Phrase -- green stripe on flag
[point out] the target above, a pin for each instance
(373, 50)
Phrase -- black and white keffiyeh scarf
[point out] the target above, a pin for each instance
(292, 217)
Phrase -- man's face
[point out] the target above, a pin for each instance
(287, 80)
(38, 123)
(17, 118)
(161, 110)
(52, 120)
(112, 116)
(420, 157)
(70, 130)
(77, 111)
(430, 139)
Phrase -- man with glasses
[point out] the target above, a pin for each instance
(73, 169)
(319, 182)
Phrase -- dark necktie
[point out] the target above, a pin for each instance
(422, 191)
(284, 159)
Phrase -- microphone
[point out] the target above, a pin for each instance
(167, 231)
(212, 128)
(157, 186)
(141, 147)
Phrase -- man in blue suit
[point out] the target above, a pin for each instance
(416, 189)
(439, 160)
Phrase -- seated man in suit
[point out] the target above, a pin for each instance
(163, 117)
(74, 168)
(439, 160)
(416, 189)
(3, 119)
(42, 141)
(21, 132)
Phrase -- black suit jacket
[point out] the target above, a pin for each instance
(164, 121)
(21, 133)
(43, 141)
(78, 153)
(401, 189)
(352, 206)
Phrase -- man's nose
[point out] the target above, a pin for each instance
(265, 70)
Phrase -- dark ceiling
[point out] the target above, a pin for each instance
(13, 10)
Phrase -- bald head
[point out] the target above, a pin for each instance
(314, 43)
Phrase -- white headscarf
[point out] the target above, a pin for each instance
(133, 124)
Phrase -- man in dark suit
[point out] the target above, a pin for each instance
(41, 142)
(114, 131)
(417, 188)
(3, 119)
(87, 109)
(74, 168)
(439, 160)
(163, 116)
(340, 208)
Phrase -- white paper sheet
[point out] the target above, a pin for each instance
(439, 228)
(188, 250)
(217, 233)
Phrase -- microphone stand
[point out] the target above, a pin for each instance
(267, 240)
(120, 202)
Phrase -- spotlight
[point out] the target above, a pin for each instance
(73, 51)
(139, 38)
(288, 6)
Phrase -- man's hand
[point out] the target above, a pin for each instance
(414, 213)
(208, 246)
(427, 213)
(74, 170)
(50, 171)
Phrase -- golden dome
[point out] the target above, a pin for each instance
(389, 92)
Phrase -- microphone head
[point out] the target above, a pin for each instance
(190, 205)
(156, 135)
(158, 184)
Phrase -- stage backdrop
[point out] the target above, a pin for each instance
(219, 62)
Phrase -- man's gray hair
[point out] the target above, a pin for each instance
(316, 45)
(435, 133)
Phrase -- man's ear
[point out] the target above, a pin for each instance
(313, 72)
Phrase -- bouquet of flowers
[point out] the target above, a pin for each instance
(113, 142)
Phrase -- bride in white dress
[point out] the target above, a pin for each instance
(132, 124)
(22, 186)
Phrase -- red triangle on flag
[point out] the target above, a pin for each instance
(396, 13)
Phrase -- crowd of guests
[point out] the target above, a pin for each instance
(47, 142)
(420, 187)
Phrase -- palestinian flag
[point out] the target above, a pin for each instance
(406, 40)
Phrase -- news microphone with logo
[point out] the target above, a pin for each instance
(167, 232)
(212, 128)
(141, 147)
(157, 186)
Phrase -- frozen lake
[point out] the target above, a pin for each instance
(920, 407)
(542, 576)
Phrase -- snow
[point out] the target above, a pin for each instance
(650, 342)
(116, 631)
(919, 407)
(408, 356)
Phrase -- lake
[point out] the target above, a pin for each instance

- _Written task_
Please lay out every line of the records above as a numbered list, omitting blank lines.

- _Solution for this exercise_
1. Phrase -- green stripe on flag
2. [point out] the target above, a pin for each instance
3. (373, 50)
4. Phrase -- black and white keffiyeh scarf
5. [point out] the target above, a pin for each instance
6. (292, 217)
7. Phrase -- man's face
8. [point out] the target above, a pin for each instance
9. (287, 80)
10. (38, 123)
11. (17, 118)
12. (161, 110)
13. (52, 120)
14. (112, 116)
15. (420, 157)
16. (70, 130)
17. (77, 111)
18. (430, 139)
19. Phrase -- man with glasses
20. [point out] the target above, a pin for each instance
21. (73, 169)
22. (319, 182)
23. Phrase -- dark necktie
24. [point out] the target above, a pin for each instance
25. (422, 191)
26. (284, 159)
27. Phrase -- microphone
28. [point out] the target above, a pin for each instance
29. (167, 231)
30. (212, 128)
31. (157, 186)
32. (141, 147)
33. Phrase -- man in blue suit
34. [point out] the target above, a pin for each instance
35. (416, 189)
36. (439, 160)
37. Phrase -- seated man in suit
38. [point out] the target above, a pin for each instance
39. (163, 117)
40. (74, 168)
41. (439, 160)
42. (416, 189)
43. (3, 119)
44. (42, 141)
45. (21, 132)
46. Phrase -- black suit jacket
47. [point out] the target above, a pin for each instance
48. (164, 121)
49. (21, 133)
50. (43, 141)
51. (78, 153)
52. (401, 189)
53. (352, 206)
54. Phrase -- man's nose
55. [point out] the target above, a pin for each instance
56. (265, 70)
57. Phrase -- dark ceiling
58. [point out] the target above, a pin for each instance
59. (13, 10)
60. Phrase -- bald head
61. [point out] the target above, a pin for each instance
62. (314, 43)
63. Phrase -- white headscarf
64. [point out] the target above, a pin for each instance
65. (133, 124)
66. Phrase -- man in dark suit
67. [point out] the target above, a pin for each instance
68. (41, 142)
69. (114, 131)
70. (417, 188)
71. (3, 119)
72. (87, 109)
73. (74, 168)
74. (439, 160)
75. (163, 116)
76. (340, 208)
77. Phrase -- white paper sheet
78. [point out] the target above, a pin for each instance
79. (439, 228)
80. (188, 250)
81. (217, 233)
82. Phrase -- microphone stand
83. [point out] the target above, a pin for each instance
84. (267, 240)
85. (120, 202)
86. Phrase -- spotlight
87. [point out] the target above, a pin for each instance
88. (73, 51)
89. (139, 38)
90. (288, 6)
91. Phrase -- man's hand
92. [point out] the target above, a pin for each instance
93. (414, 213)
94. (208, 246)
95. (427, 213)
96. (74, 170)
97. (50, 171)
98. Phrase -- golden dome
99. [point out] the target above, a pin for each instance
100. (389, 92)
101. Phrase -- microphone head
102. [point out] the target above, a pin for each instance
103. (190, 205)
104. (156, 135)
105. (158, 184)
106. Phrase -- stage backdrop
107. [point out] the target above, a pin for each instance
108. (219, 62)
109. Phrase -- man's gray hair
110. [point out] the target above, a pin for each instance
111. (316, 45)
112. (435, 133)
113. Phrase -- man's ear
114. [point out] the target above, a pin for each instance
115. (313, 72)
116. Phrase -- bouquet of flowers
117. [point out] the target above, a pin for each instance
118. (113, 142)
119. Phrase -- bride in white dress
120. [point out] the target above, a pin for each instance
121. (132, 124)
122. (22, 186)
123. Phrase -- red triangle on flag
124. [point out] the target above, a pin for each instance
125. (396, 13)
126. Phrase -- crowd of guests
127. [point out] the target above, a pin for each instance
128. (47, 142)
129. (420, 187)
130. Phrase -- palestinian flag
131. [point out] the target above, a pin for each instance
132. (406, 40)
133. Phrase -- news microphone with logo
134. [point out] the target above, a pin for each instance
135. (167, 232)
136. (212, 128)
137. (141, 147)
138. (157, 186)
139. Phrase -- frozen lake
140. [point out] the target above, a pin for each instance
141. (920, 407)
142. (542, 576)
143. Phrase -- snow
144. [point out] the target above, a pin for each instance
145. (650, 342)
146. (116, 631)
147. (919, 407)
148. (408, 356)
149. Phrase -- lake
150. [point out] the target above, a pin for each instance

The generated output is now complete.